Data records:
·····
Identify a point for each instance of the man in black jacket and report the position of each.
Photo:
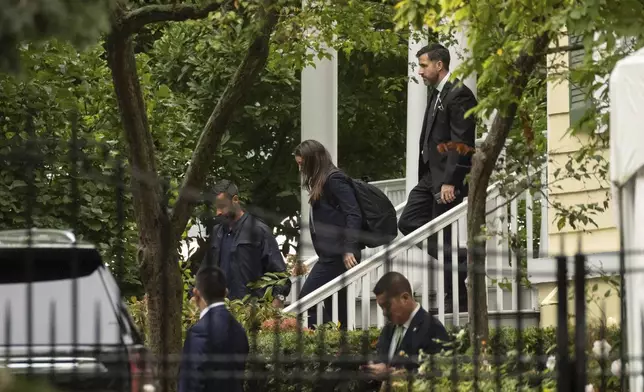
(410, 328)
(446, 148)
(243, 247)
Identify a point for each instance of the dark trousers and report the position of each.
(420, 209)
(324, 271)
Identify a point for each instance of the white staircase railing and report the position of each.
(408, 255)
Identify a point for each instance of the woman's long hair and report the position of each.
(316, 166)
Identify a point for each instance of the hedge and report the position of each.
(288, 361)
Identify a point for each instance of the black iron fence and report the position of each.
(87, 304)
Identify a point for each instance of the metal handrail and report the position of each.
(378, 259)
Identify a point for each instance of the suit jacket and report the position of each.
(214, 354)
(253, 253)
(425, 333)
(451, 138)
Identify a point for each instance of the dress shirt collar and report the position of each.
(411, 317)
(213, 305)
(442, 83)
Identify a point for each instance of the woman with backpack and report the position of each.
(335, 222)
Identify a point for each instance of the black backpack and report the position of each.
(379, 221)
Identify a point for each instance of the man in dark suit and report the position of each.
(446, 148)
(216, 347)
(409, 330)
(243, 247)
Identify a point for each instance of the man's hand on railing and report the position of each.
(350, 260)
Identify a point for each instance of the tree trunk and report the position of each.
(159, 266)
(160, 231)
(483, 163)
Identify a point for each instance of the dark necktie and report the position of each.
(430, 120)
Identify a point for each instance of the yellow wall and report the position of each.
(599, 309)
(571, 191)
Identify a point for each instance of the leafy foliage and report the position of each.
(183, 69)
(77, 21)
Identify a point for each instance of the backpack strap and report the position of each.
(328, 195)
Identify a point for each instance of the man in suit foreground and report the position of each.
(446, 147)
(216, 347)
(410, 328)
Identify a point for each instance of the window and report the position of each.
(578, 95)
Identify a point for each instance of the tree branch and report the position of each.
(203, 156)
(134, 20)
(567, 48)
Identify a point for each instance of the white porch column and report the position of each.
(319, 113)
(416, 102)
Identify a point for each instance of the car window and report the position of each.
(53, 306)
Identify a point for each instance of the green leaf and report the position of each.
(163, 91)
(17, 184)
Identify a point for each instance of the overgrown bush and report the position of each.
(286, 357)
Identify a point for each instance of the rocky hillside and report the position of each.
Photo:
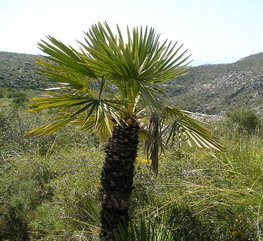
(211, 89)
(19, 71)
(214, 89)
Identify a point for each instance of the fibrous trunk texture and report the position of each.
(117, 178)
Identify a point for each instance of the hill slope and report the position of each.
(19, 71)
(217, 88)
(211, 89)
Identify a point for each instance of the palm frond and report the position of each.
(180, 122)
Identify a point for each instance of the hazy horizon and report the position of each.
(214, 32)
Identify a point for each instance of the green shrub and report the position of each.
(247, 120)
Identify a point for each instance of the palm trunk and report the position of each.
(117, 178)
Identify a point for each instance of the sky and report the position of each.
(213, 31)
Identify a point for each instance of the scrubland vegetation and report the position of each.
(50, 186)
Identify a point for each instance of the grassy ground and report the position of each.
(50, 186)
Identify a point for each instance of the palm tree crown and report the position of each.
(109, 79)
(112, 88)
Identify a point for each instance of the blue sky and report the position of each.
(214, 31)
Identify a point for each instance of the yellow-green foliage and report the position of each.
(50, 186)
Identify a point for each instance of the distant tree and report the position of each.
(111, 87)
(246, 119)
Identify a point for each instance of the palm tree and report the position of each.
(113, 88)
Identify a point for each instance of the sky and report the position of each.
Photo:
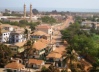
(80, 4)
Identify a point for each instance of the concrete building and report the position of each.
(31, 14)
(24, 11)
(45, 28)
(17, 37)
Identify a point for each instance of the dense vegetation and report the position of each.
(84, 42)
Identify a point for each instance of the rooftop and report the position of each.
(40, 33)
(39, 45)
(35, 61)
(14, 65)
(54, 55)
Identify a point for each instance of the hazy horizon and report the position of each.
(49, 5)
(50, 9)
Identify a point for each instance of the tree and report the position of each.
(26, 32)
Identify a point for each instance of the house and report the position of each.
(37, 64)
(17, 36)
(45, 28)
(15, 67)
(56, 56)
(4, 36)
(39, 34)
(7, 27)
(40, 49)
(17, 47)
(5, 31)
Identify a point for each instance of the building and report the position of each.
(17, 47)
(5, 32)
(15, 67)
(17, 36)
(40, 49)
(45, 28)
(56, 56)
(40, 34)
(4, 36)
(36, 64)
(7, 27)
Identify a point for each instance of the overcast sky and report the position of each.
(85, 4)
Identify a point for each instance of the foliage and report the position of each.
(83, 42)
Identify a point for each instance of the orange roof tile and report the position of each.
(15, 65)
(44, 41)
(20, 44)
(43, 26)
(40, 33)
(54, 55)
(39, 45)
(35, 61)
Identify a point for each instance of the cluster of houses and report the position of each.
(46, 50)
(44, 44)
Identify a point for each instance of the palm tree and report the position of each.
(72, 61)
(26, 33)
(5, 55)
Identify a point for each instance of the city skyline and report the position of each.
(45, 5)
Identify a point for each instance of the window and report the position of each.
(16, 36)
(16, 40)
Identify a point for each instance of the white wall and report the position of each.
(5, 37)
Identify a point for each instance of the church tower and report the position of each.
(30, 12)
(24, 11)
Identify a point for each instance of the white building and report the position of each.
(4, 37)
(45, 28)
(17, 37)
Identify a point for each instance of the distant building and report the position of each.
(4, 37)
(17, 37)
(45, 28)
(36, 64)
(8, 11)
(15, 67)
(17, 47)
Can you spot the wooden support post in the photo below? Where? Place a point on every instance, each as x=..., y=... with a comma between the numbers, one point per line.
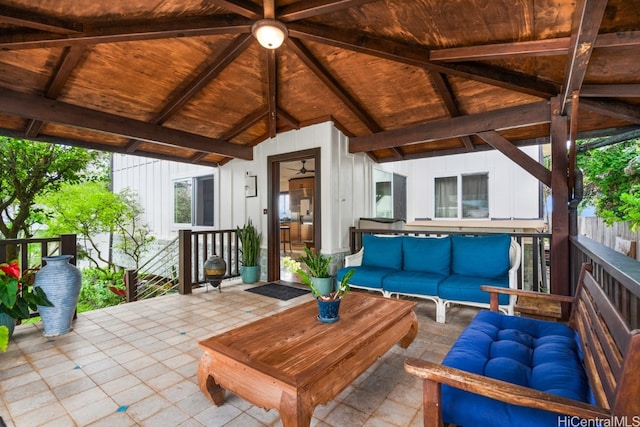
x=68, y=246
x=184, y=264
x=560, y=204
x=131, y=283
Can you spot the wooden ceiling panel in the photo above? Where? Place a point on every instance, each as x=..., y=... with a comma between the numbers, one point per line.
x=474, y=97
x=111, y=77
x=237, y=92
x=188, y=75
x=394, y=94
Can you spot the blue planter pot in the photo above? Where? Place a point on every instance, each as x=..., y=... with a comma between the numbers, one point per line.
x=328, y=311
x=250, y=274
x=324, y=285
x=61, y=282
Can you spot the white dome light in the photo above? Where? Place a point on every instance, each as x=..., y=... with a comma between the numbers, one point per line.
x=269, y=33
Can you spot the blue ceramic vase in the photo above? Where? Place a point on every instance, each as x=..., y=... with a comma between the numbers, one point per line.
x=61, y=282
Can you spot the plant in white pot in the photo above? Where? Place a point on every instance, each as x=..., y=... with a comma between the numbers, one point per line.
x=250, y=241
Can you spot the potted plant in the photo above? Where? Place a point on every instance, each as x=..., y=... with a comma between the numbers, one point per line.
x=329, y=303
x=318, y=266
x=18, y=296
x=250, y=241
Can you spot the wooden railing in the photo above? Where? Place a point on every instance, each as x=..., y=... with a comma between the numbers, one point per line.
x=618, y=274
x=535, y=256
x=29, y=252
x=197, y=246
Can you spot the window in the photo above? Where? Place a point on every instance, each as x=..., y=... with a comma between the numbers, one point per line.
·····
Print every record exactly, without the pictures.

- **ANSWER TO THIS EXERCISE**:
Identify a point for each instance of the man in black jacket and report the position of each.
Photo:
(410, 328)
(446, 148)
(243, 247)
Identify a point for each instance of the dark trousers and report the position of each.
(420, 209)
(324, 271)
Identify a point for each instance of the white staircase railing and report the position of each.
(408, 255)
Identify a point for each instance of the woman's long hair and report the position of each.
(316, 166)
Identify a point for each instance of the hedge and report the position of each.
(288, 361)
Identify a point for each instance of the black iron fence and report the position of each.
(87, 304)
Identify a point for each instance of the metal handrail and report the position of each.
(378, 259)
Identify a point for each instance of the suit jacket and report the position of each.
(214, 354)
(253, 253)
(425, 333)
(451, 138)
Identify a point for each instance of the dress shirt collar and report the position of each.
(411, 317)
(213, 305)
(442, 83)
Identify a point for each instance of the woman with backpack and report the position of each.
(335, 222)
Identify a point for each instance of the black backpack and report the position of each.
(379, 221)
Identify a point for each instance of the man in dark suit and report the position of each.
(446, 148)
(216, 347)
(409, 330)
(243, 247)
Identify a point for each instance of the man's hand on railing and report the position of each.
(350, 260)
Identify a point for each instance of the tree trunk and report the position of each.
(159, 266)
(160, 231)
(483, 163)
Identify a point for each instance of the dark necktie and report the position of each.
(430, 120)
Identify a point for each instance of the yellow wall and report the position of each.
(599, 309)
(571, 191)
Identify a point for each instance of the leafy foliage and report the position of each.
(183, 69)
(77, 21)
Identify a point for each instance of the backpack strap and report the position of each.
(328, 195)
Identify a point for each instance of the man in suit foreground and report the position of each.
(446, 147)
(216, 347)
(410, 328)
Identify a point for each instance of the window and report the position of each.
(578, 95)
Identify a point for each instance of the tree branch and report the position of each.
(203, 156)
(134, 20)
(567, 48)
Identify a point for each instance of the white porch column and report the position of each.
(319, 113)
(416, 102)
Identify a point for each instance of the car window and report the position of each.
(53, 306)
Identify a point for each instance of the green leaf and report the position of each.
(163, 91)
(17, 184)
Identify a point for each instance of the overgrown bush and report the position of each.
(286, 357)
Identify a point for each instance of the rocky hillside and report the position of each.
Photo:
(211, 89)
(19, 71)
(214, 89)
Identify a point for each instance of the fibrous trunk texture and report the position of each.
(117, 178)
Identify a point for each instance of the hill slope and report the position of each.
(19, 71)
(217, 88)
(211, 89)
Identify a point for each instance of the palm frond and report the position of each.
(180, 122)
Identify a point for each instance of the hazy horizon and report the position of each.
(214, 32)
Identify a point for each instance of the green shrub and report the position of each.
(247, 120)
Identify a point for each instance of the palm trunk and report the position of each.
(117, 178)
Identify a point for each instance of the sky and report the position of each.
(213, 31)
Identify a point for each instance of the scrubland vegetation and report the position of each.
(50, 186)
Identify a point for each instance of the grassy ground and report the position of each.
(50, 186)
Identify a point for each instance of the palm tree crown and report the position of each.
(109, 79)
(112, 88)
Identify a point for each instance of the blue sky and report the position of each.
(214, 31)
Identify a point for each instance of the yellow-green foliage and report the position of each.
(50, 186)
Identify a point for each instance of the distant tree and report the position of each.
(111, 87)
(246, 119)
Identify a point for each instance of the palm tree and report the position of each.
(113, 88)
Identify a point for each instance of the sky and report the position of each.
Photo:
(80, 4)
Identify a point for each instance of the concrete building and report the position of each.
(31, 14)
(24, 11)
(45, 28)
(17, 37)
Identify a point for each instance of the dense vegetation and report the position of each.
(84, 42)
Identify a point for each instance of the rooftop and report the position of each.
(40, 33)
(39, 45)
(35, 61)
(14, 65)
(54, 55)
Identify a point for each instance of the hazy horizon and report the position of each.
(49, 5)
(50, 9)
Identify a point for each instance of the tree and report the position of each.
(26, 32)
Identify a point for each instance of the house and report the position of each.
(37, 64)
(17, 36)
(45, 28)
(15, 67)
(56, 56)
(4, 36)
(39, 34)
(7, 27)
(40, 49)
(17, 47)
(5, 31)
Identify a point for each instance of the building and report the position of each.
(17, 47)
(5, 32)
(15, 67)
(17, 36)
(40, 49)
(45, 28)
(56, 56)
(40, 34)
(4, 36)
(36, 64)
(7, 27)
Identify a point for each instance of the overcast sky and report the position of each.
(85, 4)
Identify a point for each instance of the foliage and report the position of each.
(83, 42)
Identify a point for each instance of the orange roof tile and report the position of each.
(15, 65)
(44, 41)
(20, 44)
(43, 26)
(40, 33)
(54, 55)
(39, 45)
(35, 61)
Identify a point for each instance of the cluster of houses and report the position of each.
(46, 50)
(44, 44)
Identify a point for each instance of the palm tree and report the position of each.
(72, 61)
(26, 33)
(5, 55)
Identify a point for each instance of the city skyline and report the position of each.
(45, 5)
Identify a point for each instance of the window and report the position of each.
(16, 36)
(16, 40)
Identify a point for each instance of the white wall and report the position of each.
(5, 37)
Identify a point for each instance of the church tower and report the position of each.
(30, 12)
(24, 11)
Identify a point for each instance of the white building and report the position of each.
(4, 37)
(45, 28)
(17, 37)
Identify a point for each instance of the distant building and report the position of each.
(4, 37)
(17, 37)
(45, 28)
(36, 64)
(8, 11)
(15, 67)
(17, 47)
Can you spot the wooden support post in the photo below? Where? Place a point on every instance, each as x=..., y=... with a comma between the numbers, one point per line.
x=68, y=246
x=184, y=264
x=560, y=204
x=131, y=283
Can you spot the wooden ceiling panel in the photo above? Where? Place a point on every instance, each as x=..., y=... with a comma between the numbers, one point per line.
x=474, y=97
x=111, y=77
x=237, y=92
x=188, y=75
x=394, y=94
Can you spot the blue planter pot in the photo above? Where? Place a point on every instance, each as x=..., y=... with a comma between the numbers, one point per line.
x=328, y=311
x=250, y=274
x=324, y=285
x=61, y=282
Can you spot the white dome light in the photo above? Where? Place a point on every instance, each as x=..., y=... with a comma between the numbers, one point per line.
x=269, y=33
Can you spot the blue ceramic vase in the photo above? Where? Place a point on every instance, each as x=..., y=... with a comma between the numbers, one point per line.
x=61, y=282
Can you spot the plant in white pot in the photo above? Where? Place a point on every instance, each as x=..., y=... with a comma between the numbers, one point per line.
x=250, y=241
Can you spot the potted plant in the photo above? Where? Place a point on every instance, each as x=..., y=... with a comma between the numbers, one point per line.
x=329, y=303
x=318, y=266
x=18, y=296
x=250, y=241
Can you spot the wooden railing in the photo above? Where? Place a point on every instance, each as x=..., y=... with a comma between the numbers, one point per line.
x=618, y=274
x=535, y=256
x=29, y=252
x=197, y=246
Can you spot the window in the photo above? Where? Place a point on every instance, each as x=..., y=... with a comma between the numbers, one point per line.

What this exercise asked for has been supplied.